### MATERIAL SHOWN
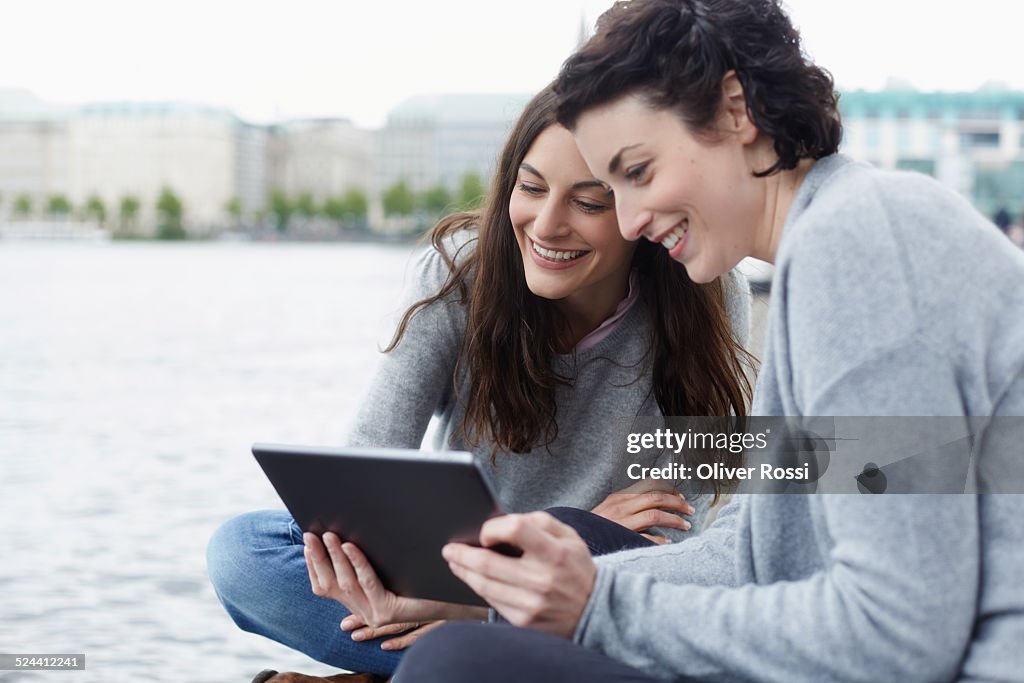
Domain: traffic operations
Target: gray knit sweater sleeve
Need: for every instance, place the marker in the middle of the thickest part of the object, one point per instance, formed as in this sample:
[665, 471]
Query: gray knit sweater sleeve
######
EXERCISE GOAL →
Write out every line of the entries above exactly as they appear, leaving out the pictures.

SOLUTION TO THIS EXERCISE →
Domain: traffic operations
Target: gray knit sweater sleeve
Need: for every instance, place the marker in the middle of the thickest part of the object, one point per instance, formed as in this sample:
[665, 471]
Query: gray knit sweater sleeve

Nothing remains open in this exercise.